▸ **What needs to be done**
Reproduce the data below, swapping each "record the position" for "note the coordinates" and leaving everything else unchanged.

▸ **Input records**
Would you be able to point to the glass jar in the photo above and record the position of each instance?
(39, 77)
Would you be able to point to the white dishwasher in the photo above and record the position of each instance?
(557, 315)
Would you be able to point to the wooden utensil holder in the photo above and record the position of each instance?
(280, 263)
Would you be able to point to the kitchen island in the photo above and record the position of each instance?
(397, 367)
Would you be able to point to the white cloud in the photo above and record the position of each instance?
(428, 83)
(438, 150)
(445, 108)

▸ **Finished answer**
Would you be able to point to the glass jar in the photo above and note the coordinates of each instance?
(39, 77)
Would you be able to point to the white dishwasher in the photo above and note the coordinates of each instance?
(557, 315)
Would you be able to point to the wooden utensil holder in the photo above and note the coordinates of each instance?
(280, 263)
Would you be able to point to the kitchen island in the photo above and note the coordinates of each instance?
(397, 367)
Would you be able to point to the white cloud in the photo above and note the coordinates of each instance?
(428, 83)
(438, 150)
(445, 108)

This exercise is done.